He returns to the Saloon, and orders up another whiskey, and has just taken a sip when, accompanied by another gust of wind, another individual enters. Glancing in that direction, he grunts, and his lip turns up in an almost involuntary sneer. "O'Callahan." Quite possibly the meanest hombre in the territory, the fellow is tall, dressed entirely in black,with a black, hooded duster which almost drags the floor. Gaunt, pale ( almost albino white, in fact,) and whipcord thin, his black,deep set eyes give the impression that one is staring at a skull...the very picture of the Angel of Death. This impression is reinforced by the fact that the one bit of white in his whole costume is a square beneath his Adam's apple...the dog collar of a Priest. The big nickle-plated Colt slung low on his right hip belies any impression of a man of peace, though, and he carries a Sharps buffalo gun with a brass telescope mounted on it which is almost as long as the barrel of the big bore rifle. O'Callahan is still a priest, but a very unusual priest. A bounty hunting priest. He only takes "Dead or Alive" contracts, and has never yet delivered a man to the law alive. He is an expert tracker and man-hunter, and when he finds a man, he forces him to "convert and repent" at gunpoint, and then immediately shoots the poor fellow, "to prevent him from back-sliding." He genuinely believes that by so doing he is saving the souls of these hapless individuals. He's as crazy as a bedbug, and more dangerous than a rattlesnake. He glides noiselessly up to the bar,throws back the hood to reveal a shaven head, and says, almost in a whisper, "Irish whiskey, barkeep...make it a double."
Yet well thy soul hath brooked the turning tide, with that innate, untaught philosophy,Which, be it wisdom, coldness, or deep pride, is gall and wormwood to an enemy.

TASKS TO CARRY OUT:
A. Which lines in the listing below contain the string "vinyl"? Report each of those lines in full.
B. Could you write the next part of the saloon excerpt above, picking up right after its last line?

MATERIAL PROVIDED:
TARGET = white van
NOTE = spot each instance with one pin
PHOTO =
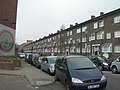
(115, 66)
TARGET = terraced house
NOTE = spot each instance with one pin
(8, 14)
(100, 35)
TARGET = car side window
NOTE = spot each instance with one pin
(119, 59)
(63, 64)
(45, 60)
(59, 61)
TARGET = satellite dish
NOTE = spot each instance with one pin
(106, 55)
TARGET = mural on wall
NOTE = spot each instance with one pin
(7, 38)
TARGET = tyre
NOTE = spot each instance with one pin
(49, 72)
(56, 78)
(100, 67)
(67, 86)
(114, 70)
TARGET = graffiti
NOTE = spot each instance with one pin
(6, 41)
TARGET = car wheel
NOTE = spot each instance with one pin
(100, 67)
(114, 70)
(67, 86)
(49, 71)
(56, 78)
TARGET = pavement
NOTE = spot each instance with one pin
(35, 76)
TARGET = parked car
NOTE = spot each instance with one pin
(101, 62)
(115, 66)
(21, 55)
(79, 73)
(38, 61)
(27, 56)
(32, 57)
(48, 64)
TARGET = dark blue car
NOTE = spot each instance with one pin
(79, 73)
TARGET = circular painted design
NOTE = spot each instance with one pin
(6, 41)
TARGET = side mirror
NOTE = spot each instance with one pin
(45, 61)
(63, 68)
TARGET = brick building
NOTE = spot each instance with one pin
(100, 35)
(8, 13)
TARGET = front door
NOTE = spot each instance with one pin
(96, 50)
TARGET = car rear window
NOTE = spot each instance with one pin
(80, 63)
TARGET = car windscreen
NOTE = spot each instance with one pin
(100, 58)
(52, 60)
(80, 63)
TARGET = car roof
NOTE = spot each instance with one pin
(73, 56)
(50, 56)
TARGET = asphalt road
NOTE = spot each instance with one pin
(8, 82)
(113, 83)
(20, 83)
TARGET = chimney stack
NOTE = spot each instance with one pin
(92, 16)
(101, 13)
(71, 25)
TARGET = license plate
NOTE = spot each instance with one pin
(93, 86)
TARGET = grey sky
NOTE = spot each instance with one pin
(38, 18)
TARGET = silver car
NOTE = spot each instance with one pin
(115, 66)
(48, 64)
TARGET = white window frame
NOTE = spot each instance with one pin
(107, 47)
(117, 49)
(108, 35)
(95, 25)
(100, 35)
(93, 36)
(84, 28)
(101, 23)
(70, 32)
(84, 39)
(117, 19)
(116, 34)
(78, 30)
(78, 50)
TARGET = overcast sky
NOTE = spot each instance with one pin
(38, 18)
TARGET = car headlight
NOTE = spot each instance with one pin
(103, 78)
(105, 64)
(76, 80)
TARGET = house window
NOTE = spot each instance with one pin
(93, 36)
(84, 28)
(117, 19)
(100, 35)
(73, 41)
(70, 41)
(84, 39)
(78, 50)
(83, 50)
(117, 49)
(58, 36)
(90, 38)
(116, 34)
(95, 25)
(70, 32)
(78, 40)
(101, 23)
(72, 49)
(108, 35)
(78, 30)
(107, 47)
(88, 48)
(67, 33)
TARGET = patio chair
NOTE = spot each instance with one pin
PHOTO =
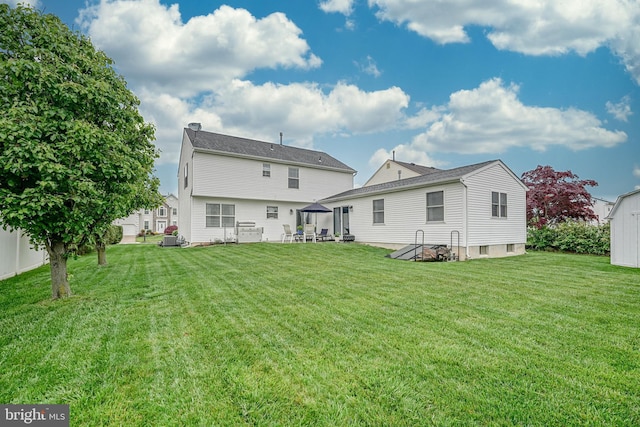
(309, 232)
(287, 233)
(324, 234)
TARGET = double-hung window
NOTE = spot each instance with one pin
(294, 178)
(272, 212)
(378, 211)
(220, 215)
(435, 206)
(498, 204)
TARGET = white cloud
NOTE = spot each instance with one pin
(490, 119)
(14, 3)
(193, 72)
(152, 44)
(543, 27)
(369, 67)
(424, 117)
(302, 110)
(299, 110)
(620, 110)
(340, 6)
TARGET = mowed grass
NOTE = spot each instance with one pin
(326, 334)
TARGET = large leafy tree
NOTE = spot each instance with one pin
(75, 153)
(555, 196)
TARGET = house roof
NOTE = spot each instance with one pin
(250, 148)
(437, 177)
(619, 201)
(419, 169)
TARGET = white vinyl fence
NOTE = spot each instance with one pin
(17, 255)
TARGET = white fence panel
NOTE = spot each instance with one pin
(17, 254)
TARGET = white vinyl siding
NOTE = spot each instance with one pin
(483, 228)
(220, 215)
(404, 213)
(625, 231)
(227, 177)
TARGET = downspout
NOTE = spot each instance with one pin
(465, 222)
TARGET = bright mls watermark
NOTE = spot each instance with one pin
(34, 415)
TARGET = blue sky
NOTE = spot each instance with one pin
(442, 84)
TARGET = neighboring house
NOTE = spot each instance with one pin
(223, 180)
(152, 220)
(484, 204)
(393, 170)
(602, 209)
(17, 254)
(625, 230)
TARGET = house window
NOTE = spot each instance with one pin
(220, 215)
(272, 212)
(498, 204)
(294, 178)
(435, 206)
(378, 211)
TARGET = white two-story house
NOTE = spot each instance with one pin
(224, 179)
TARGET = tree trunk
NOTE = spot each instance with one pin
(101, 248)
(58, 263)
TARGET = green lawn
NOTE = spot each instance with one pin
(326, 334)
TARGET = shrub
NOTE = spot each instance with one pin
(571, 236)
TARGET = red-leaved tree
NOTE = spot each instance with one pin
(557, 196)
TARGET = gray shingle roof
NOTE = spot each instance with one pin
(244, 147)
(416, 181)
(422, 170)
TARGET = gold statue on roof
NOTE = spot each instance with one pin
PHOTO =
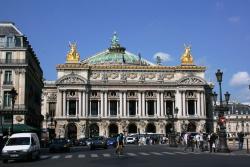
(73, 56)
(186, 58)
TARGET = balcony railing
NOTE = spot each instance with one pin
(7, 82)
(10, 45)
(13, 61)
(16, 107)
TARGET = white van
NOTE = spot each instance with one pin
(21, 146)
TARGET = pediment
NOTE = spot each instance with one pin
(192, 81)
(71, 79)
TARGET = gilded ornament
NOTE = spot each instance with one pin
(73, 56)
(187, 58)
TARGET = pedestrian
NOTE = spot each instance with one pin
(241, 140)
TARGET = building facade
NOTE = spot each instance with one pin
(237, 119)
(19, 69)
(117, 91)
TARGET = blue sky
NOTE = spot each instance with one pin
(218, 30)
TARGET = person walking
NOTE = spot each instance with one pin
(120, 144)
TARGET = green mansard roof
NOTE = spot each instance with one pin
(116, 54)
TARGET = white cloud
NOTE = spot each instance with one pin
(240, 79)
(165, 57)
(234, 19)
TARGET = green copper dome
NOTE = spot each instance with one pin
(115, 55)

ANSWERS FOR THE EXERCISE:
A.
TARGET = white vinyl fence
TARGET = white vinyl siding

B.
MWBailey

#63
The toppered fellow removes his watch from his pocket again, makes a few adjustments, and re-pockets it , being certain no one looks over his shoulder as he does so, for it is not a regular watch, but a Regulator multi-positiochronograph, and a bit of a guarded secret -- but it is also a gift from a loved one, for the inside of the hinged cover is painted beautifully in the trompe-lois style,with an idyllic scene from a Verne-inspired musical, but with Top Hat's Commanding Officer's (and as close to a sweetheart as he has had these thirty standard years) portrait as the leading lady. An embossed, polished-gold oval beneath the scene reads, in very tiny engraved letters:

To M. Brantley
Tempus
~en~
Tempus
~est~

Congratulations on completing your first mission, my love.

~A. Sally

He resets the date, as well as the time, and calls up the geared-scroll tabulation of relative longitude and latitude, and sets the watch accordingly, and finally sends a terse electric wireless modified-morse message by repeatedly squeezing the relevant nub on the outside of the watch's bezel.

HERE IN 87, THREAD 400c[STOP]
VARIABLE LONGITUDE AND LATITUDE, AT PRESENT EQUALS 33 BY 70[STOP] DURANGO TWO HOURS BY HORSE[STOP] PRIEST MAYBE NAMED CALLAHAN, WEARS CAPE SHAVED HEAD AND DRINKS , APPARENTLY ALSO KILLS-SMELLOLDBLOOD SEE NICKLED REVOLVER GET FILE IF ANY[STOP]PLEASE ADVISE THREE HOURS FROM NOW[STOP]
He pocketed the watch, then, and happened to glance at the whiskey-drinking fellow wioth what appears to be a military bearing, and at the bald fellow with the collar. He couldn't be sure, but from the slightly-crazy, predatorial way that he moved his head and eyes around, he'd be willing to swear that preacher - if he was really a preacher- was a bounty hunter!  

As far as he knows, no one is still chasing him after that train job, and that was a whole dimension away and at least a year in the future from the present time; besides, he had his badge and his papers, albeit he couldn't show them to just anybody, so he was basically a lawman, even if his was a rather odd and wild section of the lawless multiverse that he had the dubious honor of overseeing. He wished he had the time-and-space-travelling blimp the S.S. Beau Rosin, but the exigencies of causality -- and Aunt Sally's ire -- had robbed him of that comforting asset, after the recent rout of teh Martian's third attempt to invade Earth, and to and invade Time itself-- using the very time machine he had originally constructed at the flegdling MIT university. Heh. Lucky I'm still mostly here, he growled mentally.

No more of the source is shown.